= WORK TASK =
Where the word "each" occurs in a line of the data, return the whole line.

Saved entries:

□ □ □ □ □

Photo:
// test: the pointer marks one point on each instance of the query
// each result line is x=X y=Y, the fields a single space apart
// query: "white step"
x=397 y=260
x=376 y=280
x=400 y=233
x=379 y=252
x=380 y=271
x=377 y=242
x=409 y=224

□ □ □ □ □

= RESPONSE TO THIS TASK =
// test: the pointer marks one point on each instance of the query
// each result line is x=X y=Y, the fields a single space apart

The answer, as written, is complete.